**DESCRIPTION OF THE TASK**. Copy exactly the lines from the one containing "Where can the bus side panel" through the last line of the records, both included, and nothing more.

**DATA ROWS**.
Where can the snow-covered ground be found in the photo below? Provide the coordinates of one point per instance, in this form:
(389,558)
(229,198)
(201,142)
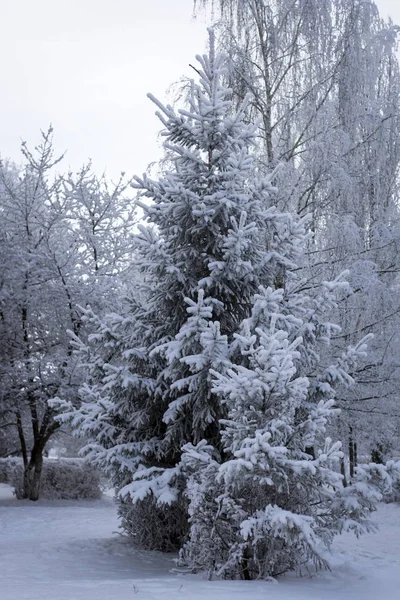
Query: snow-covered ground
(67,550)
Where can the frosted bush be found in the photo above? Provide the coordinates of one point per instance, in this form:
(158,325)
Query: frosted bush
(152,526)
(61,480)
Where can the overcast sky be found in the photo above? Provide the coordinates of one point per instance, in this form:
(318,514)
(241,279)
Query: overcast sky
(86,65)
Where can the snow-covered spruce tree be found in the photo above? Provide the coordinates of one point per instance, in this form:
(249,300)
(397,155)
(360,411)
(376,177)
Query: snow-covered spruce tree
(277,497)
(215,243)
(214,238)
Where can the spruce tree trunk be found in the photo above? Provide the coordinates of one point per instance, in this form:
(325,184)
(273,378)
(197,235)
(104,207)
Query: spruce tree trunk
(352,453)
(32,475)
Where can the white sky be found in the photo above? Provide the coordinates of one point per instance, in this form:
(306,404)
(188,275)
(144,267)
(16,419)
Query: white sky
(86,65)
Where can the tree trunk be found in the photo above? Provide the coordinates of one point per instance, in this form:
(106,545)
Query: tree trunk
(352,453)
(32,475)
(343,471)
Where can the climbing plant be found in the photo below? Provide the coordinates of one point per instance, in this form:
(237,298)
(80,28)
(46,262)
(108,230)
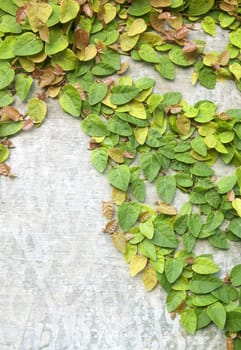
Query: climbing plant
(72,48)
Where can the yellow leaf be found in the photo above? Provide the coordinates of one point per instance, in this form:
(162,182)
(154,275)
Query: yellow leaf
(141,135)
(119,241)
(137,264)
(137,27)
(149,278)
(137,110)
(236,203)
(110,13)
(88,53)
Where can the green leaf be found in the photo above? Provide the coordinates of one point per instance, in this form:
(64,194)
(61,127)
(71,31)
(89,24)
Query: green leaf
(202,170)
(99,159)
(207,78)
(233,323)
(7,47)
(97,92)
(150,165)
(6,98)
(70,101)
(119,177)
(175,299)
(122,94)
(139,7)
(164,236)
(4,153)
(166,188)
(37,110)
(201,284)
(226,294)
(208,25)
(194,224)
(28,44)
(189,321)
(216,312)
(235,276)
(8,6)
(177,56)
(235,227)
(57,42)
(23,83)
(10,128)
(166,68)
(69,10)
(159,263)
(147,229)
(147,249)
(138,190)
(148,54)
(203,300)
(8,24)
(6,74)
(235,38)
(226,184)
(199,7)
(173,269)
(65,59)
(204,266)
(128,213)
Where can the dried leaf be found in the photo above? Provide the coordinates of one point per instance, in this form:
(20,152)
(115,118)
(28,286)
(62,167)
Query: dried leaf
(111,226)
(108,209)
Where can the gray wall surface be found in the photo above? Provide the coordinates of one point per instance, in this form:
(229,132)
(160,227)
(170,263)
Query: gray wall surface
(63,286)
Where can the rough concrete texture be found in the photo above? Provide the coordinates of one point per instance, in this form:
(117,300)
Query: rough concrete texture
(63,285)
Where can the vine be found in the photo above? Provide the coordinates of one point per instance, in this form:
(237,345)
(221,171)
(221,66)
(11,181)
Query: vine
(72,48)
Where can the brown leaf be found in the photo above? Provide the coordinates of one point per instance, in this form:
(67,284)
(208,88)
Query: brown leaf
(181,33)
(231,196)
(137,264)
(124,67)
(88,10)
(46,78)
(189,46)
(108,209)
(165,15)
(156,23)
(10,113)
(5,170)
(28,124)
(229,344)
(81,39)
(149,278)
(111,226)
(119,241)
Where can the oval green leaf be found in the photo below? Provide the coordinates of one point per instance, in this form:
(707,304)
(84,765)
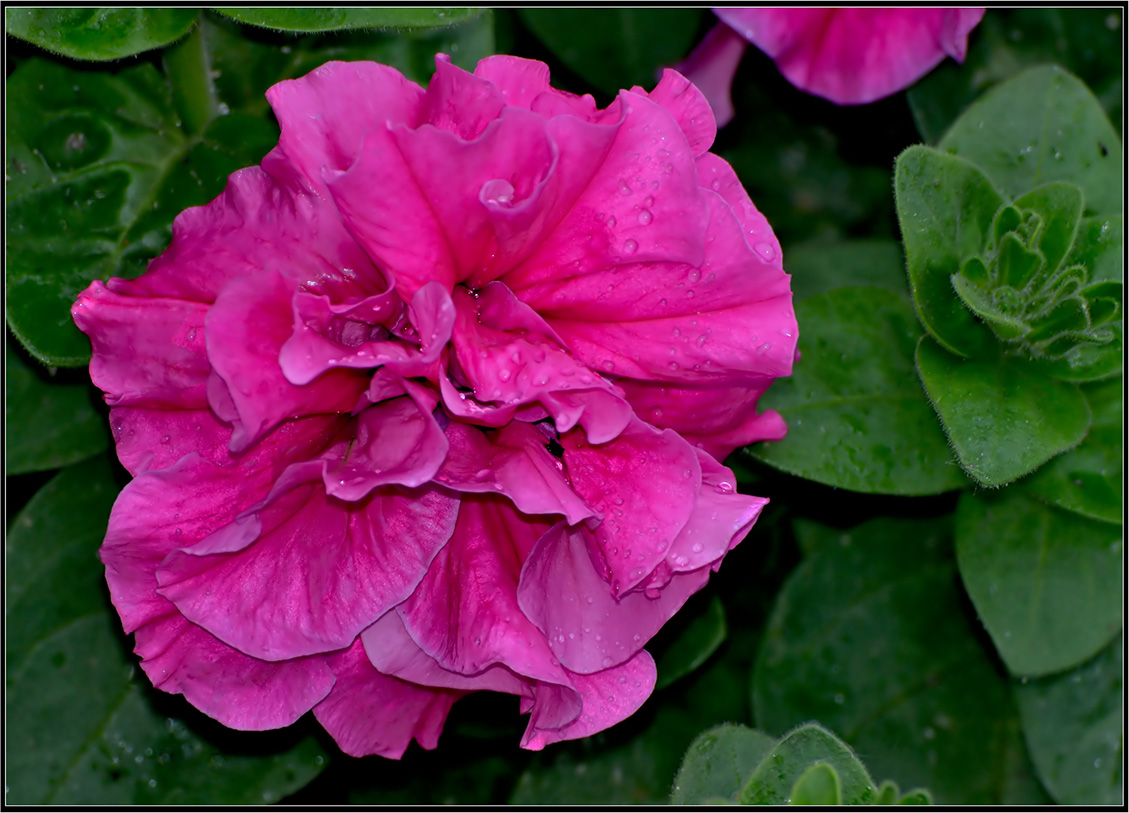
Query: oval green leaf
(1042,125)
(1005,417)
(99,33)
(1074,724)
(1047,584)
(945,210)
(871,637)
(718,762)
(857,417)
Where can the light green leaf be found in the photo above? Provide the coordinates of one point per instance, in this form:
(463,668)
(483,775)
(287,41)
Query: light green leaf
(1047,584)
(1075,728)
(718,762)
(98,169)
(1042,125)
(52,420)
(99,33)
(857,417)
(326,19)
(787,763)
(945,209)
(1004,417)
(869,636)
(1090,479)
(82,724)
(819,785)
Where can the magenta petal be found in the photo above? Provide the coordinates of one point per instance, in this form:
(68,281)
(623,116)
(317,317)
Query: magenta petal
(606,698)
(246,329)
(690,108)
(239,691)
(316,573)
(146,351)
(855,55)
(596,631)
(326,114)
(396,442)
(464,612)
(394,653)
(368,713)
(645,483)
(711,67)
(513,462)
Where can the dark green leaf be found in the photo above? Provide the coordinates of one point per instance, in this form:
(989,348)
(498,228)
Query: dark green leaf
(98,33)
(615,47)
(820,267)
(326,19)
(718,762)
(787,765)
(857,417)
(98,168)
(1100,247)
(1039,127)
(82,726)
(699,638)
(945,209)
(819,785)
(1047,584)
(52,419)
(1085,41)
(1004,417)
(1074,724)
(1090,478)
(869,636)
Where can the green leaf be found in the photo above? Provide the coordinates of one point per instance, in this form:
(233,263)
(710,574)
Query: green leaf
(82,725)
(1100,247)
(98,33)
(52,419)
(327,19)
(869,636)
(786,765)
(945,209)
(98,168)
(1047,584)
(1059,204)
(1085,41)
(615,47)
(817,267)
(698,636)
(1074,724)
(1005,417)
(819,785)
(718,762)
(1090,478)
(1039,127)
(857,417)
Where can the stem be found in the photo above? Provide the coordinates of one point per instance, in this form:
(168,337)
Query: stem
(187,69)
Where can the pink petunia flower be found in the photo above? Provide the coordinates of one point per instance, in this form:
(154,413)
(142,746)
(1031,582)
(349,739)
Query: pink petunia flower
(432,402)
(847,55)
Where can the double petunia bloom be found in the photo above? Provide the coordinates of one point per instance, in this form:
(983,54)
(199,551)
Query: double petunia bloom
(432,402)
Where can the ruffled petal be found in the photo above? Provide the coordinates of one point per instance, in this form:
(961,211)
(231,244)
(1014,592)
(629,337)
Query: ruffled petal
(146,351)
(368,713)
(305,573)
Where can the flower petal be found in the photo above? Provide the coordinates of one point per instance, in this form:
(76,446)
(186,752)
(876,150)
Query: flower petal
(368,713)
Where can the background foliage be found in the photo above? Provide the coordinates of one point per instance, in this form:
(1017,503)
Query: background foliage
(937,585)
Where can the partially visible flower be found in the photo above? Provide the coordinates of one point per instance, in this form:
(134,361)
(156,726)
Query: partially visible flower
(847,55)
(432,402)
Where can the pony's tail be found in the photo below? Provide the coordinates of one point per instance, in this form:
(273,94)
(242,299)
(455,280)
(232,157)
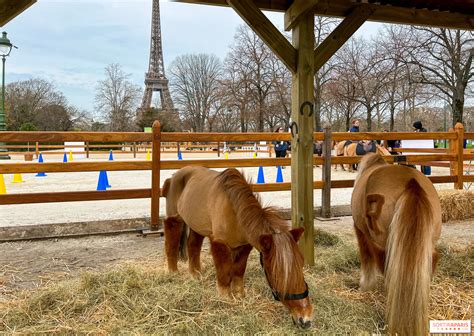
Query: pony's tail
(172,189)
(183,243)
(409,262)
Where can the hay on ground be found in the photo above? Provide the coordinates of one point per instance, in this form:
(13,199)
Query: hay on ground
(456,204)
(142,298)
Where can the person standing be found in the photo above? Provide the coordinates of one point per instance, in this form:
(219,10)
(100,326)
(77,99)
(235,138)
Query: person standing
(280,146)
(418,127)
(355,126)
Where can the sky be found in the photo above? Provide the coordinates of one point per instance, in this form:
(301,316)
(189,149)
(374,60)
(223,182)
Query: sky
(70,42)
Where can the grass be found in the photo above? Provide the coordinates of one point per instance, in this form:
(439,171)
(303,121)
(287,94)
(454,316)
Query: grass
(142,298)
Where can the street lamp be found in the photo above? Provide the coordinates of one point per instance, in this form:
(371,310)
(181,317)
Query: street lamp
(5,49)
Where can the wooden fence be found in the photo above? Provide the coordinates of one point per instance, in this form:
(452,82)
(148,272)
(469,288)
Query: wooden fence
(134,148)
(454,155)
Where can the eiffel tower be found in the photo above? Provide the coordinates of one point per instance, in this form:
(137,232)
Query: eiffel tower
(155,79)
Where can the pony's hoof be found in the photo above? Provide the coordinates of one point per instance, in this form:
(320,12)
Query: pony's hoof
(224,292)
(196,275)
(239,295)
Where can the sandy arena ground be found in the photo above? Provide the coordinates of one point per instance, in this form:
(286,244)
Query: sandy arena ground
(29,264)
(49,213)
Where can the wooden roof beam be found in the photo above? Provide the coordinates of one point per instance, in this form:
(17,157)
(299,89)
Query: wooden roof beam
(296,11)
(10,9)
(272,37)
(340,35)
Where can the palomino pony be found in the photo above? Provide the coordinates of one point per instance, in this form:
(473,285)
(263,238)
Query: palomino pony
(222,206)
(397,220)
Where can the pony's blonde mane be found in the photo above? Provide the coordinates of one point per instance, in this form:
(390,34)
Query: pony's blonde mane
(369,160)
(256,220)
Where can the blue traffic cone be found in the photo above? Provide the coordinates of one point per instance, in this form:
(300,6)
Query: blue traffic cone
(102,184)
(107,180)
(261,177)
(40,160)
(279,175)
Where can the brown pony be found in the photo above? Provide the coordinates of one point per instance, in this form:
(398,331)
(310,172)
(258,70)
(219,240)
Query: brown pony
(350,150)
(397,221)
(222,206)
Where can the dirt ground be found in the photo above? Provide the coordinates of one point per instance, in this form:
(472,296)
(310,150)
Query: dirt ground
(74,212)
(28,264)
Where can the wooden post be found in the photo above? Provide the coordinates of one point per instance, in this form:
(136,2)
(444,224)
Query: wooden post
(302,105)
(155,176)
(326,192)
(456,147)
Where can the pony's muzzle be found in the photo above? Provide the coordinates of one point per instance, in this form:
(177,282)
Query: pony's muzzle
(302,323)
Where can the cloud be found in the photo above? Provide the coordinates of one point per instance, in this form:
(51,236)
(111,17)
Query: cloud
(71,42)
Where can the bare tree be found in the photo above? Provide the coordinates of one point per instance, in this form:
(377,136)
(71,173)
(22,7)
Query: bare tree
(195,82)
(117,99)
(37,103)
(322,28)
(368,69)
(444,59)
(254,67)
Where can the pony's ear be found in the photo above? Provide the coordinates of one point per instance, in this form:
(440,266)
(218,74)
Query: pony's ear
(266,241)
(297,233)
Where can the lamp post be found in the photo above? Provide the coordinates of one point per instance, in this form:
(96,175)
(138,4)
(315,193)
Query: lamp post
(5,49)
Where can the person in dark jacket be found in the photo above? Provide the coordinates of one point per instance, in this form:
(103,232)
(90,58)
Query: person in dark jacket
(280,146)
(355,126)
(418,127)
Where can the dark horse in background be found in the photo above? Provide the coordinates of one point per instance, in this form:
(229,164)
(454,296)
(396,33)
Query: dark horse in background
(397,221)
(221,206)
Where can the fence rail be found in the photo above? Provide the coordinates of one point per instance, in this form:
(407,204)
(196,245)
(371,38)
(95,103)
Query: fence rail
(453,156)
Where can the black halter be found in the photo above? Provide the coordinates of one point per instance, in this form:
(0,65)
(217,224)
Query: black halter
(287,296)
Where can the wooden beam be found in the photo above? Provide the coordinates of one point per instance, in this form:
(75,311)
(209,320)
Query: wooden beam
(74,196)
(302,104)
(340,35)
(460,16)
(10,9)
(263,27)
(297,10)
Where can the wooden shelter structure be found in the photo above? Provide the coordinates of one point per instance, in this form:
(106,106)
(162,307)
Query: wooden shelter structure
(9,9)
(303,60)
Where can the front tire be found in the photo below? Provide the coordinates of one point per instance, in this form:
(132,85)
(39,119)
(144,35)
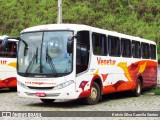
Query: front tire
(138,89)
(47,101)
(94,96)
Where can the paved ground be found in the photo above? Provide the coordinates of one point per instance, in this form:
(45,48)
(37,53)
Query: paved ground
(10,101)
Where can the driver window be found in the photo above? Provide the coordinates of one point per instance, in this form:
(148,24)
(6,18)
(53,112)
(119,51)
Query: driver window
(82,51)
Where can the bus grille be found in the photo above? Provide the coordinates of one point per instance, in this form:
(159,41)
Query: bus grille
(47,95)
(41,88)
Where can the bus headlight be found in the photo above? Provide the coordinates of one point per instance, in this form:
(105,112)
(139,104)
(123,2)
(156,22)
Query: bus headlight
(63,85)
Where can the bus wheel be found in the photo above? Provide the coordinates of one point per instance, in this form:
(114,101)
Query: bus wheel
(13,88)
(138,90)
(47,100)
(94,96)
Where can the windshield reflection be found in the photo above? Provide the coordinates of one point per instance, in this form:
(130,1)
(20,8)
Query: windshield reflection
(50,49)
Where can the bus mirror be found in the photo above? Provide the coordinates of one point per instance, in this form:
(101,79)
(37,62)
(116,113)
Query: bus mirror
(25,51)
(70,45)
(4,42)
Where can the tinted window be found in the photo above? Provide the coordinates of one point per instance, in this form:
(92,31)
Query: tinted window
(145,50)
(114,46)
(153,51)
(136,51)
(82,51)
(10,50)
(99,42)
(126,47)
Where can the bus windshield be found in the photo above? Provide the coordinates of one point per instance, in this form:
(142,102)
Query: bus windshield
(44,53)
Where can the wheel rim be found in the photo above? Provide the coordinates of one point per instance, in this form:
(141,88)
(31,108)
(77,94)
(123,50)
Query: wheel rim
(138,89)
(93,95)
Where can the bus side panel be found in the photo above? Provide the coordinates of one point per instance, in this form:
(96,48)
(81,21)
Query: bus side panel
(147,70)
(11,82)
(2,81)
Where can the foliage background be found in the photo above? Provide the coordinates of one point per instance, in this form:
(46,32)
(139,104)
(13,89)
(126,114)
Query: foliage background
(135,17)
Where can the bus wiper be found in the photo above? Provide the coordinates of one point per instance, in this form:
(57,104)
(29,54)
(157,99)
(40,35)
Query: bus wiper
(49,60)
(32,61)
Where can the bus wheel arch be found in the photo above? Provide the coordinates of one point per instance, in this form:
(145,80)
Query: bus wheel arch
(95,92)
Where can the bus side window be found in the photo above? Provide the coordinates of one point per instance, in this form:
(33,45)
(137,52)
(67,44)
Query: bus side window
(1,52)
(99,43)
(126,47)
(136,49)
(145,50)
(11,49)
(114,46)
(82,51)
(153,51)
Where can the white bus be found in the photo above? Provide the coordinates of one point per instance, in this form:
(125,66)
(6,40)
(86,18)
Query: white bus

**RESULT OF THE EXERCISE**.
Where can the bus side panel be found in the photo above? Provide the coordinates of one point per instance, in this form:
(96,48)
(81,21)
Query: bus side panel
(147,70)
(11,82)
(2,81)
Where can the foliage background be found in the photo above? Provide the coordinates of one point per instance, in this form:
(46,32)
(139,104)
(13,89)
(126,114)
Query: foliage background
(135,17)
Where can the bus wiper be found in the photo above? Provide the coordinates of one point per instance, in this form:
(57,104)
(29,54)
(157,99)
(40,35)
Query: bus wiper
(49,60)
(32,61)
Where can the bus wheel arch be found in the photo above? Provide the coordinates of one point per instance, in this form:
(145,80)
Query: bus wheel arch
(95,92)
Where can the bus side window be found in the photo above? Provide the coordinates of one point per instance, in this form:
(33,45)
(137,52)
(67,44)
Query: bus side window
(1,52)
(99,43)
(126,47)
(136,49)
(145,50)
(11,49)
(114,46)
(82,51)
(153,51)
Where can the white bus be found in the photo above? Provide the coordinates of one point per instance, in this form:
(125,66)
(6,40)
(86,18)
Query: white bus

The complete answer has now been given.